● Work to be completed: Render the stretch from the line containing "Args: query, the phrase to segment: child's face" through the line containing "M383 197L381 197L378", both included, as a JSON list of strings with one string per line and blank lines left out. Include no other lines.

-- Start Excerpted data --

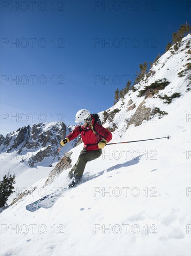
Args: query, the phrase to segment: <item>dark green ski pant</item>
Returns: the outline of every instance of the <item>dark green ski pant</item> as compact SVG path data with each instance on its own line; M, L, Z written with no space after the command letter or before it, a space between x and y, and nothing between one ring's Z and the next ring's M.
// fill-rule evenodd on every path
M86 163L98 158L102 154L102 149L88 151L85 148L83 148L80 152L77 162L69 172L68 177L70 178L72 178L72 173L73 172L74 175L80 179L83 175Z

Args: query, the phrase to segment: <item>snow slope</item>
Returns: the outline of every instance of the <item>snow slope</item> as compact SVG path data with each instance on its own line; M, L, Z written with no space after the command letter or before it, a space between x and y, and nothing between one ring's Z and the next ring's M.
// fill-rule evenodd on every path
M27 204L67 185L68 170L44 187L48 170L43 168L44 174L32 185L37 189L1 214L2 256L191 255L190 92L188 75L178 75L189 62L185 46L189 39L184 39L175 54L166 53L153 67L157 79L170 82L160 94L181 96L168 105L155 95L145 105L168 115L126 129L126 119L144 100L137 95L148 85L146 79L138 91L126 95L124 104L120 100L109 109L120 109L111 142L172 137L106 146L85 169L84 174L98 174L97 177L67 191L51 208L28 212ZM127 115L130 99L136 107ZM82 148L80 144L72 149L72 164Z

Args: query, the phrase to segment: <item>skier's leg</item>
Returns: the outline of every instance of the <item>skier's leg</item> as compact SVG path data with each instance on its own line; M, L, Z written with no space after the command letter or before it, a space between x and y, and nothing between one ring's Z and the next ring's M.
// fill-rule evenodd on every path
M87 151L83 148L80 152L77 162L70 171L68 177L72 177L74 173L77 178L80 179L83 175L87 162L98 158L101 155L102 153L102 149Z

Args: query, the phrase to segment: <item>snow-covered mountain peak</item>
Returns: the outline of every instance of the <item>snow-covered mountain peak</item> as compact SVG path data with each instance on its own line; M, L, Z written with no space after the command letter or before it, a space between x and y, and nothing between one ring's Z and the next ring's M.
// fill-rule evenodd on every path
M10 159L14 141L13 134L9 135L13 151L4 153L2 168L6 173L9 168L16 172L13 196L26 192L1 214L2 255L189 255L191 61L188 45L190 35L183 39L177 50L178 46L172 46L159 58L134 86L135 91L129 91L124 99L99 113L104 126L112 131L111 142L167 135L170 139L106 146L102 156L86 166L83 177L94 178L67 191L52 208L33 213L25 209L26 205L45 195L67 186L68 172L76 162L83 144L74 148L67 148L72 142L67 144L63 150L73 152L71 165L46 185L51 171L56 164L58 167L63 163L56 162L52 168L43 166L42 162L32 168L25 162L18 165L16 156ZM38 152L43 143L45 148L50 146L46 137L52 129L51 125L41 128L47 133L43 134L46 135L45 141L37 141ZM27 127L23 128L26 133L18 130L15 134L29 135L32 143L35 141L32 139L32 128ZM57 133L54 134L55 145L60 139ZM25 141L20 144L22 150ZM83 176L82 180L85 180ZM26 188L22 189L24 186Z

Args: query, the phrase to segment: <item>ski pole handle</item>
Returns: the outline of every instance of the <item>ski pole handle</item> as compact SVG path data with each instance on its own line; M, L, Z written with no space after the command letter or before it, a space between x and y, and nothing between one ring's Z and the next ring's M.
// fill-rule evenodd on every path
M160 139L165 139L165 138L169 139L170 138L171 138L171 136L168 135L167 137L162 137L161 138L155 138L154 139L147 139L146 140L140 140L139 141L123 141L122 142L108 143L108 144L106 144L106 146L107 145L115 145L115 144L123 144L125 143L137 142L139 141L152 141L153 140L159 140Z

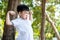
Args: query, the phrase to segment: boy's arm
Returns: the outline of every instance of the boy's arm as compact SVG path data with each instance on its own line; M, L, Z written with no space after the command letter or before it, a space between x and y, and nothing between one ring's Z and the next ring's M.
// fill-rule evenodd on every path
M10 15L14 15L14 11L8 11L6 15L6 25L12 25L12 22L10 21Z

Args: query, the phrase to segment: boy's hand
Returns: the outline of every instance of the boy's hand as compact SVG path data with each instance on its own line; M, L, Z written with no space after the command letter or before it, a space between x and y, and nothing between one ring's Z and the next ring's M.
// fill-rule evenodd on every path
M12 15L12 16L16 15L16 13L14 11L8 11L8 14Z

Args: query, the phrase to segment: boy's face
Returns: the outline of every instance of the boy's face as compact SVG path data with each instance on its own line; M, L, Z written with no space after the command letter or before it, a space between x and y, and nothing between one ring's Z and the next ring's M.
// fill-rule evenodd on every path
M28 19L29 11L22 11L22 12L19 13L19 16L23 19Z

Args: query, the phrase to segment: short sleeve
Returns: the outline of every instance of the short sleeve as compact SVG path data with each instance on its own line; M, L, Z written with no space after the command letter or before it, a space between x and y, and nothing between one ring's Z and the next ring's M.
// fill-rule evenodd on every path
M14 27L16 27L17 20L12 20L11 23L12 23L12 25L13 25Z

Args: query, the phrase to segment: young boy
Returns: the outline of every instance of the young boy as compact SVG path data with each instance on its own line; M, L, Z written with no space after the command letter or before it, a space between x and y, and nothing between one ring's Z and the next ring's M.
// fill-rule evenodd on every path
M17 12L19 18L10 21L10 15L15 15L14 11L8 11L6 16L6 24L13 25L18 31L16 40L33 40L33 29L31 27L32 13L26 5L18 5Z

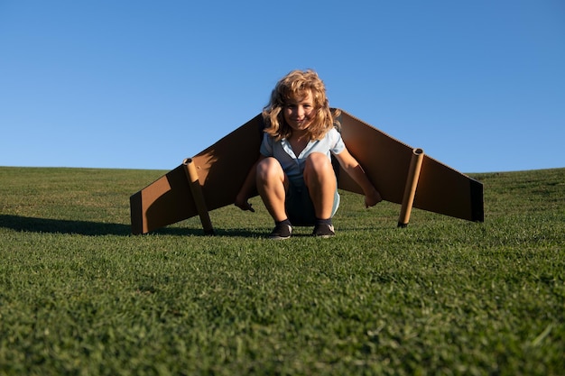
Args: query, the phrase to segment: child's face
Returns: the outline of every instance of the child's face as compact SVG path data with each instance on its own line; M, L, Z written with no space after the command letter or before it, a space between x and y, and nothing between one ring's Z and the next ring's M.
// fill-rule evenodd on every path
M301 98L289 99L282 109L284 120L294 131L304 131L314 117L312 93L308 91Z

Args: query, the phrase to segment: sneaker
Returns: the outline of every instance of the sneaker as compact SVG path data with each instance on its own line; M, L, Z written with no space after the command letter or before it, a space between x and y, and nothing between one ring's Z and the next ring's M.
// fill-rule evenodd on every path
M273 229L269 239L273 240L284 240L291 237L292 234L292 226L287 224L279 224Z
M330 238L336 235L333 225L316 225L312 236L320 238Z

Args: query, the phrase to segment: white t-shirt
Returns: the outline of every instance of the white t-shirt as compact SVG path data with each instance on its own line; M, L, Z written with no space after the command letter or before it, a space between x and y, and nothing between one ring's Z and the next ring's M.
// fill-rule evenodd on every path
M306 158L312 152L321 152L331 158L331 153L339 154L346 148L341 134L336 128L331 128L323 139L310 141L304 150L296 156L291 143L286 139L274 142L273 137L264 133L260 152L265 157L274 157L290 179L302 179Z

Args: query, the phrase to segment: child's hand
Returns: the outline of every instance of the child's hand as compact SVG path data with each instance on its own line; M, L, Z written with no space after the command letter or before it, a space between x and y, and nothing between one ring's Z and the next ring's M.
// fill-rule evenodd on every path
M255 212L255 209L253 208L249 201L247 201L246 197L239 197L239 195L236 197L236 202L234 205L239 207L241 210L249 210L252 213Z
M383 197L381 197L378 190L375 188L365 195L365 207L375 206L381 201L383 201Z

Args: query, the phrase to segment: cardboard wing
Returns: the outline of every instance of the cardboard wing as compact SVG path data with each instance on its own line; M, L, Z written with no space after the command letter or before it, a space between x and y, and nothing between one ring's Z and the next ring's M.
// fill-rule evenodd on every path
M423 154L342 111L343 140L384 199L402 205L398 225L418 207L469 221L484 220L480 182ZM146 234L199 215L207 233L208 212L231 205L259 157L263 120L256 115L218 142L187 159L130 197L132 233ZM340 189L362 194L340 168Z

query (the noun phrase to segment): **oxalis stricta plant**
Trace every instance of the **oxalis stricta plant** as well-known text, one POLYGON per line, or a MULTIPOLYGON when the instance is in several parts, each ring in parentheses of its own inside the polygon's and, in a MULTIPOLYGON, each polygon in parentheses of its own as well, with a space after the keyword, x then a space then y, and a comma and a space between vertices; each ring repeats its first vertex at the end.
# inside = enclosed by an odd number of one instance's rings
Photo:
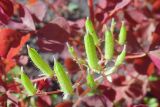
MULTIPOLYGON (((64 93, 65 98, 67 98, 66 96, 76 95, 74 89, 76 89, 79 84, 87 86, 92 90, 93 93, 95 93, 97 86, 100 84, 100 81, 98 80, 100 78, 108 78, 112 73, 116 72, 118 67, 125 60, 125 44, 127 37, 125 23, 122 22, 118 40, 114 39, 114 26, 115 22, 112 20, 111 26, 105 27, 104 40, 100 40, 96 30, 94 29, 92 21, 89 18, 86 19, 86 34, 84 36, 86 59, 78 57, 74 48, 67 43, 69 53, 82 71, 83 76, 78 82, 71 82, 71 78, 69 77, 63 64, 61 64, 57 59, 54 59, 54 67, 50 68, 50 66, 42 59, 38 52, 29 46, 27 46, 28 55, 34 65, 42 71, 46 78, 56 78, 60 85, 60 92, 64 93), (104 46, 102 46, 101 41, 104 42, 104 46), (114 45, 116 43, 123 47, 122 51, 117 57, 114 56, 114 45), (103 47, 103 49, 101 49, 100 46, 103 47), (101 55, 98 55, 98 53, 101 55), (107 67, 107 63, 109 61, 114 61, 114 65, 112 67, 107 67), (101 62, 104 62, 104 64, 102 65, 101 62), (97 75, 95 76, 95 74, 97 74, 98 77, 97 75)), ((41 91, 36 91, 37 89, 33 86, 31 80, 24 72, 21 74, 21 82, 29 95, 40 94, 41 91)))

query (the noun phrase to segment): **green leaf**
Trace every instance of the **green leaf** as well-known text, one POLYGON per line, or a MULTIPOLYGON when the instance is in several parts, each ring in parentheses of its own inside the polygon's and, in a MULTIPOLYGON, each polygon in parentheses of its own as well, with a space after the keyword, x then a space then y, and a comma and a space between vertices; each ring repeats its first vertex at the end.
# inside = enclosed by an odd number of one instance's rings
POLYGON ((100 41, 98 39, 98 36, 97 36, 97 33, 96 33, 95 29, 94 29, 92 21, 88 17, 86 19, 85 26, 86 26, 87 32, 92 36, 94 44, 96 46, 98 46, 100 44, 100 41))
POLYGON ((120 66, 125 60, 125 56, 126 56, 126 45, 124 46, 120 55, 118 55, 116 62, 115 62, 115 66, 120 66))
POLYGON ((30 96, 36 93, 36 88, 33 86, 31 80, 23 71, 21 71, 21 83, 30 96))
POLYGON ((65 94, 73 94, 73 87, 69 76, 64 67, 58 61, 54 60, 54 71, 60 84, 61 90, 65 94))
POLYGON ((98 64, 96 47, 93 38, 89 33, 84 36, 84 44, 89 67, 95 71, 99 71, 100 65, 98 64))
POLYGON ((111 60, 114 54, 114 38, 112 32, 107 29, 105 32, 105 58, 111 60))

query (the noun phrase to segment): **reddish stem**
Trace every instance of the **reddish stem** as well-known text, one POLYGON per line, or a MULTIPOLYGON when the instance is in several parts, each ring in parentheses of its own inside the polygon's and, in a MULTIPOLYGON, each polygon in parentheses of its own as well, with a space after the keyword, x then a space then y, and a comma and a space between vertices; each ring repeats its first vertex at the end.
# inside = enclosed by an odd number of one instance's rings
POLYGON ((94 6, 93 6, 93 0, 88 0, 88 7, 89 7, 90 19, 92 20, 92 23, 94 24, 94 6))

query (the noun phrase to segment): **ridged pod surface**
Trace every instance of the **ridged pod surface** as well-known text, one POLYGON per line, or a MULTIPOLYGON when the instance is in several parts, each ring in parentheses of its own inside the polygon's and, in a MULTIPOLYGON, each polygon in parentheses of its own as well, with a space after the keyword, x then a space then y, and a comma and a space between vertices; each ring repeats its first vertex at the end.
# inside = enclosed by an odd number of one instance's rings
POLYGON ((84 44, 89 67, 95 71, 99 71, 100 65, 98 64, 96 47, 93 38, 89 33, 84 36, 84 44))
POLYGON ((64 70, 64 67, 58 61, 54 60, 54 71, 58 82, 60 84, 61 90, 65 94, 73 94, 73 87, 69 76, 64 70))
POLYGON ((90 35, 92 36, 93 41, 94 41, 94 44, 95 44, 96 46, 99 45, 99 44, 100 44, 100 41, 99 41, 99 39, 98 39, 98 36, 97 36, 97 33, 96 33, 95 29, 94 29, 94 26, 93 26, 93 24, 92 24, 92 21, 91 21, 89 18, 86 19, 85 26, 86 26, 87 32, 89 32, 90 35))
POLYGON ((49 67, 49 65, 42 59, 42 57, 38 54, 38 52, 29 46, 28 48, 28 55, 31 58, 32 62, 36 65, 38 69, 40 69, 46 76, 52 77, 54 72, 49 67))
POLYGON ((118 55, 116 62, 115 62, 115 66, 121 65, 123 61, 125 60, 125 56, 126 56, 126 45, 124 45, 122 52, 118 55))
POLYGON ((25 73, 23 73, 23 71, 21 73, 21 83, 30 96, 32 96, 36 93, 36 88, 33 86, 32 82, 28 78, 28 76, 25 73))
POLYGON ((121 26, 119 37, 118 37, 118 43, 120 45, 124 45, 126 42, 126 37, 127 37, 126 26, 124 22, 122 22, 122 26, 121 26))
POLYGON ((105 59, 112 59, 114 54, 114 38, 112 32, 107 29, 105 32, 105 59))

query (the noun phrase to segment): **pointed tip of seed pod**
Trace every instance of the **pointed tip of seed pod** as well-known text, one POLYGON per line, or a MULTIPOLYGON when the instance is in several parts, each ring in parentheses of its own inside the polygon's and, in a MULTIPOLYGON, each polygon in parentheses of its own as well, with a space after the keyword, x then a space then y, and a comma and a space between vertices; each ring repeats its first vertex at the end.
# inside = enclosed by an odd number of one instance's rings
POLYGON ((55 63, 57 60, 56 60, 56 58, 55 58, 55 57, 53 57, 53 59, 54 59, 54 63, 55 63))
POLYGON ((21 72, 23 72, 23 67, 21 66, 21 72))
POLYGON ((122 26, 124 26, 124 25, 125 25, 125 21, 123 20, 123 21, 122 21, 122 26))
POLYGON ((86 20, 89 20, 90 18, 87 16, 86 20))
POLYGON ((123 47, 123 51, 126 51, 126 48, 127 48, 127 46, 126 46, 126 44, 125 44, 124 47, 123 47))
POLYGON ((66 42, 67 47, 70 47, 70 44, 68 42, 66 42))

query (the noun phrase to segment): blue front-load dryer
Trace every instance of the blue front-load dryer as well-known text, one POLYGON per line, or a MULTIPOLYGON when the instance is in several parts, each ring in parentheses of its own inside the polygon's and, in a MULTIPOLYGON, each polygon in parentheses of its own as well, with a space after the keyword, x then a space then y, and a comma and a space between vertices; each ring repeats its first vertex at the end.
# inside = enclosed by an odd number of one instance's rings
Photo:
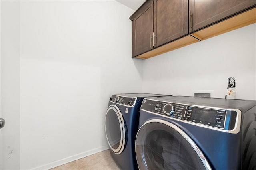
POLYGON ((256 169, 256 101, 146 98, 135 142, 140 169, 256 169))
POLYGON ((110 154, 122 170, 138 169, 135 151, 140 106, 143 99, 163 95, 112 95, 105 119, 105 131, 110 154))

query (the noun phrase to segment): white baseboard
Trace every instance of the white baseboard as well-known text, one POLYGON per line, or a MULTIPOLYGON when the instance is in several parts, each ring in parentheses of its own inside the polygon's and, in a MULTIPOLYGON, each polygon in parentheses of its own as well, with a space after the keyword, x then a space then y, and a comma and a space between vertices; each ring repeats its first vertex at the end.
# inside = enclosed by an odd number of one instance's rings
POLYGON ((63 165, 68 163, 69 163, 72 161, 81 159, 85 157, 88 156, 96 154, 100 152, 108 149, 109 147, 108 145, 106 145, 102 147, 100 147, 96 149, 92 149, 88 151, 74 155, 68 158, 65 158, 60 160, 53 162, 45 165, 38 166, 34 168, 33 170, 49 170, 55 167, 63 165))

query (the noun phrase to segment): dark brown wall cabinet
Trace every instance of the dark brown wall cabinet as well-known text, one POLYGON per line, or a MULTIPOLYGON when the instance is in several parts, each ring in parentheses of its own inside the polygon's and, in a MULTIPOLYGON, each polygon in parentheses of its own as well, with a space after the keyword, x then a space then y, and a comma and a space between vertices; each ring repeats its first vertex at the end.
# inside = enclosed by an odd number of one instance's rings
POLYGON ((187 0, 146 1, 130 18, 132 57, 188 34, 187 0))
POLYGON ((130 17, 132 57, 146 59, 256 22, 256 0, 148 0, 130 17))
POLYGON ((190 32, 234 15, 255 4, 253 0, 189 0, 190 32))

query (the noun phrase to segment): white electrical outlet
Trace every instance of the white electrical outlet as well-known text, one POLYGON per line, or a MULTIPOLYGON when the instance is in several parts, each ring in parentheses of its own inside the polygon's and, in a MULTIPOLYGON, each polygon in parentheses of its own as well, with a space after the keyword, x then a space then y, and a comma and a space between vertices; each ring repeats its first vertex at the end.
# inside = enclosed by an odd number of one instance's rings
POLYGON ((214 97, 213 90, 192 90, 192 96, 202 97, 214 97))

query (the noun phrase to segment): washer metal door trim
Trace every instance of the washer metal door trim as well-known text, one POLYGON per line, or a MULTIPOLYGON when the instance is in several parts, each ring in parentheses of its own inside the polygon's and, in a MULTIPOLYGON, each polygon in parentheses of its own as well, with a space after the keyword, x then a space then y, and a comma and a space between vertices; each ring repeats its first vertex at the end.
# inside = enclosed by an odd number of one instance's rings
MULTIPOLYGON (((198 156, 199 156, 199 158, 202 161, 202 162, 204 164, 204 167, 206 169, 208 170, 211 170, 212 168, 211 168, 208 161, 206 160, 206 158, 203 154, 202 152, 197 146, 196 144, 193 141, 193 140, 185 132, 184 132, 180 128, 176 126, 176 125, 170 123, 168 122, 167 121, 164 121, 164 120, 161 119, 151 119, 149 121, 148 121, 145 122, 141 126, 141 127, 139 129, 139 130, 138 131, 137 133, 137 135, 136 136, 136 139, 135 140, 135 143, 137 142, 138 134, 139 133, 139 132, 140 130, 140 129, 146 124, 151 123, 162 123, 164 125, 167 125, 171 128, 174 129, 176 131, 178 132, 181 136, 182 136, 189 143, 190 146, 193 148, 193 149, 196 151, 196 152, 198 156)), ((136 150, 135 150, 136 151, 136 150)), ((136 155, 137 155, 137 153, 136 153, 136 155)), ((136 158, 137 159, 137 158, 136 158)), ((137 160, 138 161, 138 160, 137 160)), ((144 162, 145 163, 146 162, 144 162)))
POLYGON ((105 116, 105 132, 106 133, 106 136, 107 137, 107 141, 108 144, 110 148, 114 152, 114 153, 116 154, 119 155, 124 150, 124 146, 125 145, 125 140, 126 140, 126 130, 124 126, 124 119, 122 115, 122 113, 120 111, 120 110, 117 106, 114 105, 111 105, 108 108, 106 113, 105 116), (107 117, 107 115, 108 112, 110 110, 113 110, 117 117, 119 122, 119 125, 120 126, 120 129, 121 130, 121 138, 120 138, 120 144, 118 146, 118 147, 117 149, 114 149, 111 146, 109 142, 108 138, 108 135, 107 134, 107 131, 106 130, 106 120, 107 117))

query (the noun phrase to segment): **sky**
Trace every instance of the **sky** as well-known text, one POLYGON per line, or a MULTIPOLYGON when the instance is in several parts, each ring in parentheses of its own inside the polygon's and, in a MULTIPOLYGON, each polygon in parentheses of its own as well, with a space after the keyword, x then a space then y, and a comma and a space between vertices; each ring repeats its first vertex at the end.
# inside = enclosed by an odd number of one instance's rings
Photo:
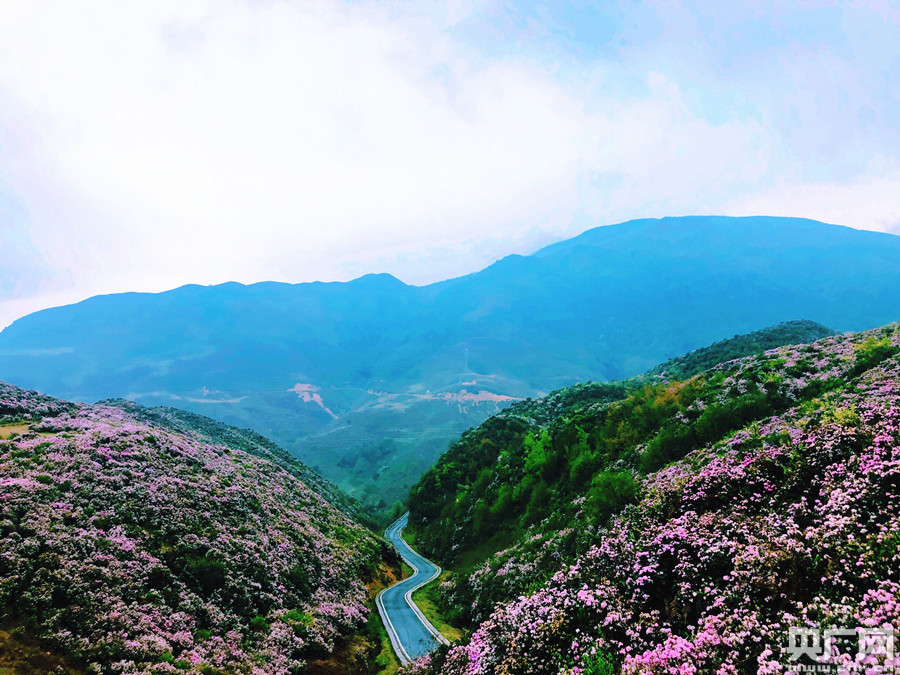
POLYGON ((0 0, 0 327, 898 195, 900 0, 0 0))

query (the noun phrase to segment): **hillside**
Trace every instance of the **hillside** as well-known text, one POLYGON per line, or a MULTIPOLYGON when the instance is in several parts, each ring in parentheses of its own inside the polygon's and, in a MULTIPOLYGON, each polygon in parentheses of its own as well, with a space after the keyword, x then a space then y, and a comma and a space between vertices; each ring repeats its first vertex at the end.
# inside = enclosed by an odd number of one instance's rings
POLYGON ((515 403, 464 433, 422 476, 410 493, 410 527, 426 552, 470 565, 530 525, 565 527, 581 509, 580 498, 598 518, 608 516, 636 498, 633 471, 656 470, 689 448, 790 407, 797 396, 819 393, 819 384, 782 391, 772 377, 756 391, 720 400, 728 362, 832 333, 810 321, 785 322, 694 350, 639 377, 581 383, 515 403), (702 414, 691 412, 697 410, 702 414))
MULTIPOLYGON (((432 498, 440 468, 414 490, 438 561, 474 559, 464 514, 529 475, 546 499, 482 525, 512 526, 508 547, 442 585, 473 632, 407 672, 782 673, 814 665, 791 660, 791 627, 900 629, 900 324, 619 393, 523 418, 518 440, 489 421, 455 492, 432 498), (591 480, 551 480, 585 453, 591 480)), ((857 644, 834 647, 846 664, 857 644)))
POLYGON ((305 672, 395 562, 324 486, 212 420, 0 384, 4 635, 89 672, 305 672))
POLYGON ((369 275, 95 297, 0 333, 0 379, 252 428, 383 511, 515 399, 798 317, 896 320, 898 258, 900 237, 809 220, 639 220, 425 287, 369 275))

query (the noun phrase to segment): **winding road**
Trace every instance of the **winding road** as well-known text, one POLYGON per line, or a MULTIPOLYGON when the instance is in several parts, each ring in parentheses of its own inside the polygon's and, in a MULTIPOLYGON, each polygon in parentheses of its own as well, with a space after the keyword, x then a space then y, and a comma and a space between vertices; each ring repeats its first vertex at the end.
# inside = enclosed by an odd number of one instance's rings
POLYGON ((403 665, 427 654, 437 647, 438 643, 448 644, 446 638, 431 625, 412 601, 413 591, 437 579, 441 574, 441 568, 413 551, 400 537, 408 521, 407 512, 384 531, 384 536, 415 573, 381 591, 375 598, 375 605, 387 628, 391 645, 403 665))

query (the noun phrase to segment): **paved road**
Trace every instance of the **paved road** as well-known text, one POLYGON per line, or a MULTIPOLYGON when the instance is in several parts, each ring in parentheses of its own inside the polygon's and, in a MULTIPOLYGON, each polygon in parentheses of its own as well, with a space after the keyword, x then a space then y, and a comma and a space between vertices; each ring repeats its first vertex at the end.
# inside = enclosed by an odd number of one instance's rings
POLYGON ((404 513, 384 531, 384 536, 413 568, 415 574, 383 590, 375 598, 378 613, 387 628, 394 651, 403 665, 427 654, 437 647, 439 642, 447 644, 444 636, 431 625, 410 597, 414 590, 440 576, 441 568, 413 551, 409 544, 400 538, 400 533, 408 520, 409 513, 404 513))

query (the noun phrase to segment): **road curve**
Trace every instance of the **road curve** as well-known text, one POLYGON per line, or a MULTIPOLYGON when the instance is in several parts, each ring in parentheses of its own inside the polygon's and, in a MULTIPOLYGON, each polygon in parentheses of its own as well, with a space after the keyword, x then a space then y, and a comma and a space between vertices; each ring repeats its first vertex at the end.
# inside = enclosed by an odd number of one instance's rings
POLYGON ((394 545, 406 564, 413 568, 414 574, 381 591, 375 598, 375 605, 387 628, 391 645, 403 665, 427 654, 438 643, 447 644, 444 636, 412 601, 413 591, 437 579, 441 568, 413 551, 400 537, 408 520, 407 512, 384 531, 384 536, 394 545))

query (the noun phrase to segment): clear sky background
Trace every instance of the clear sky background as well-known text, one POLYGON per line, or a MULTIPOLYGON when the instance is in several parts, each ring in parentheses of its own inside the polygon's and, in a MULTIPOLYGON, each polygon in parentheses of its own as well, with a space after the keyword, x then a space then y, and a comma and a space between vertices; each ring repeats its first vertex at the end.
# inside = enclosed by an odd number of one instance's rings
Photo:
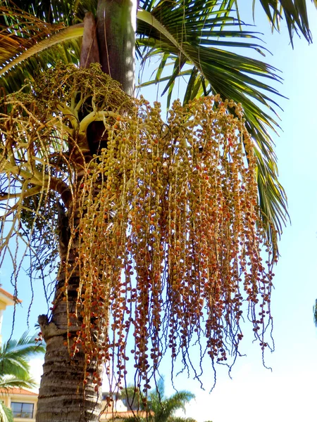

-- End Excerpted data --

● Response to the task:
[
  "Args: query, the phrase to segment: child's face",
  "Returns: the outline of every instance of the child's face as compact SVG path data with each instance on its own line; M, L, Z written with no space after the command letter or before it, a space between x and y, and nothing between one ring's Z and the next ring's M.",
  "// fill-rule evenodd on every path",
  "M301 98L289 99L282 109L284 120L294 131L304 131L314 117L312 93L308 91Z",
  "Args: query, the phrase to segment: sneaker",
  "Returns: the outline of every instance of the sneaker as compact SVG path data with each instance on its own line; M, L, Z written with no space after the command letter or before it, a space between x and y, and nothing between one ring's Z and the next ring's M.",
  "// fill-rule evenodd on every path",
  "M273 229L269 239L273 240L284 240L291 237L292 234L292 226L287 224L279 224Z",
  "M330 238L336 235L333 225L316 225L312 236L320 238Z",
  "Args: query, the phrase to segment: white t-shirt",
  "Returns: the outline of every instance of the white t-shirt as compact SVG path data with each instance on its own line; M, L, Z written with no space after the command letter or before it, a space between x and y, and nothing between one ring's Z and the next ring's M.",
  "// fill-rule evenodd on every path",
  "M306 158L312 152L321 152L331 158L331 153L339 154L346 148L341 134L336 128L331 128L323 139L310 141L304 150L296 156L291 143L286 139L274 142L273 137L264 133L260 152L265 157L274 157L290 179L302 179Z",
  "Args: query, the phrase to segment: child's hand",
  "Returns: the outline of every instance of the child's hand as compact SVG path data with each instance on its own line; M, L, Z written with no space after the command letter or before it, a space between x and y, and nothing between one ring's Z and the next ring's M.",
  "// fill-rule evenodd on every path",
  "M255 212L255 209L253 208L249 201L247 201L246 197L239 197L239 195L236 197L236 202L234 205L239 207L241 210L249 210L252 213Z",
  "M383 197L381 197L378 190L375 188L365 195L365 207L375 206L381 201L383 201Z"
]